WRITTEN PROBLEM:
Recast each line of the listing below as a row in a Markdown table with the columns Row and Line, numbering rows in order and skipping blank lines.

DATA EXTRACT:
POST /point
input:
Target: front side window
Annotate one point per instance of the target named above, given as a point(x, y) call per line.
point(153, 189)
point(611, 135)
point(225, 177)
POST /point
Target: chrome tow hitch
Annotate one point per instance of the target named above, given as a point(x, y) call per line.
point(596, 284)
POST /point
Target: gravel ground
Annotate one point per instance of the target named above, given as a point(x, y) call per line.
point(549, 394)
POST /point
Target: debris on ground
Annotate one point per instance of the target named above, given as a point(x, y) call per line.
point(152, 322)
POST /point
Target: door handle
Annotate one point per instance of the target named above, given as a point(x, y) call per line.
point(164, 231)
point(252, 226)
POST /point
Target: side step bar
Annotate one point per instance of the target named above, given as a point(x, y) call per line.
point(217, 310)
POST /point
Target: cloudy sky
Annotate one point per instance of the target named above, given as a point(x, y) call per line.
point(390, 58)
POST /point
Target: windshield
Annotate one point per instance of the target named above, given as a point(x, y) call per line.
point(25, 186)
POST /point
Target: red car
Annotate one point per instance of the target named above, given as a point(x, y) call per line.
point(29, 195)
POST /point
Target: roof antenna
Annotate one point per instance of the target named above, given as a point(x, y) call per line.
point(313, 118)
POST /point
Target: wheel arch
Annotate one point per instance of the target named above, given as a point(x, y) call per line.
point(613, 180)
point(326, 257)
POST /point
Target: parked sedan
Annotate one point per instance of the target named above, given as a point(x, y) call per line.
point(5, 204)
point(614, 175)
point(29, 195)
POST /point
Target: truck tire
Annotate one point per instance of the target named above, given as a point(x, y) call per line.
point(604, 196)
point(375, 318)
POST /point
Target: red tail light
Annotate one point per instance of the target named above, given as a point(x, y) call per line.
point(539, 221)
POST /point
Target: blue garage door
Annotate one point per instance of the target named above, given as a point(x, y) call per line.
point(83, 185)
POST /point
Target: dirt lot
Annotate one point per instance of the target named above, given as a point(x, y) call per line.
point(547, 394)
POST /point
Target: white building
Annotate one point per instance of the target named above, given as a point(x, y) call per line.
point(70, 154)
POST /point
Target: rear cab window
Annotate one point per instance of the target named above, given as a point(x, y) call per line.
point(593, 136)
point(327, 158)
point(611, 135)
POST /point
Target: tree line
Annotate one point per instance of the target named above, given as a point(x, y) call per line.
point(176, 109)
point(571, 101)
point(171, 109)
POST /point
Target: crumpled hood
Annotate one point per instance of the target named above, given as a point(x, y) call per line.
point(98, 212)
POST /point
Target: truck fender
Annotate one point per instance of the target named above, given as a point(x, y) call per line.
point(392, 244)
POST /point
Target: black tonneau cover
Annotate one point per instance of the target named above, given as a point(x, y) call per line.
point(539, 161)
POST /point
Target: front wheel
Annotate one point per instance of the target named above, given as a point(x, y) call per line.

RESULT OF THE EXERCISE:
| Row | Line |
|---|---|
| 1 | POST /point |
| 2 | input: |
| 3 | Target: front side window |
| 4 | Annotate one point per instance of the target named above, given as a point(x, y) call per line. |
| 5 | point(153, 189) |
| 6 | point(611, 135) |
| 7 | point(225, 177) |
| 8 | POST /point |
| 9 | Target: chrome tow hitch |
| 10 | Annotate one point per instance of the target named above, given as a point(x, y) call per line. |
| 11 | point(596, 284) |
| 12 | POST /point |
| 13 | Target: gravel ground |
| 14 | Annotate one point per instance of the target named above, given as a point(x, y) call per line. |
| 15 | point(549, 394) |
| 16 | POST /point |
| 17 | Target: debris on ground |
| 18 | Annotate one point per instance of the target named above, given as a point(x, y) call per line. |
| 19 | point(152, 322) |
| 20 | POST /point |
| 21 | Target: door handle |
| 22 | Annotate one point per instance of the target named above, given as a point(x, y) call per line. |
| 23 | point(164, 231) |
| 24 | point(252, 226) |
| 25 | POST /point |
| 26 | Target: side step bar |
| 27 | Annotate one point per instance of the target named above, given as a point(x, y) call per line. |
| 28 | point(217, 310) |
| 29 | POST /point |
| 30 | Target: cloudy sky |
| 31 | Annotate one point per instance of the target named above, given as a point(x, y) call per line. |
| 32 | point(390, 58) |
| 33 | POST /point |
| 34 | Target: windshield |
| 35 | Annotate one point per instance of the target named above, given as a point(x, y) call per line. |
| 36 | point(25, 186) |
| 37 | POST /point |
| 38 | Target: red car |
| 39 | Annotate one point per instance of the target named above, given as a point(x, y) call per line. |
| 40 | point(29, 195) |
| 41 | POST /point |
| 42 | Target: roof antenna |
| 43 | Annotate one point per instance of the target named above, given as a point(x, y) call per line. |
| 44 | point(313, 118) |
| 45 | POST /point |
| 46 | Target: wheel arch |
| 47 | Annotate one point per instance of the target named above, given as a point(x, y) call per line. |
| 48 | point(613, 180) |
| 49 | point(326, 257) |
| 50 | POST /point |
| 51 | Target: parked sedan |
| 52 | Annotate one point per instance of the target named above, given as a point(x, y) call per line. |
| 53 | point(5, 204) |
| 54 | point(614, 175) |
| 55 | point(29, 195) |
| 56 | POST /point |
| 57 | Target: truck tire |
| 58 | Annotate one point per instance of the target named above, given as a point(x, y) call per line. |
| 59 | point(604, 196) |
| 60 | point(375, 318) |
| 61 | POST /point |
| 62 | Target: red tail light |
| 63 | Annotate one point per instance of the target named above, given as a point(x, y) call per line. |
| 64 | point(539, 221) |
| 65 | POST /point |
| 66 | Target: blue garage door |
| 67 | Annotate one point per instance of the target named above, given as a point(x, y) call per line. |
| 68 | point(83, 185) |
| 69 | POST /point |
| 70 | Target: dirt lot |
| 71 | Annotate one point per instance of the target named above, given as a point(x, y) call per line. |
| 72 | point(547, 394) |
| 73 | POST /point |
| 74 | Target: white building |
| 75 | Annotate one point per instance of the target named above, given as a point(x, y) call per line. |
| 76 | point(70, 154) |
| 77 | POST /point |
| 78 | Target: rear cab window |
| 79 | Annotate one point per instance of the target named above, given as a point(x, y) call per line. |
| 80 | point(593, 136) |
| 81 | point(327, 158) |
| 82 | point(611, 135) |
| 83 | POST /point |
| 84 | Target: tree line |
| 85 | Annotate one point per instance of the target named above, given as a point(x, y) call per line. |
| 86 | point(176, 109) |
| 87 | point(571, 101) |
| 88 | point(171, 109) |
| 89 | POST /point |
| 90 | Target: crumpled hood |
| 91 | Annotate one point per instance of the target named above, given as a point(x, y) call per line. |
| 92 | point(98, 212) |
| 93 | POST /point |
| 94 | Target: truck fender |
| 95 | Annotate one point per instance of the target named above, given as a point(x, y) call per line. |
| 96 | point(392, 244) |
| 97 | POST /point |
| 98 | Target: black tonneau cover |
| 99 | Annotate one point per instance of the target named above, given as a point(x, y) call per line. |
| 100 | point(539, 161) |
| 101 | POST /point |
| 102 | Target: front wheel |
| 103 | Annotate one point per instance of the target named above, given as a point(x, y) call per line. |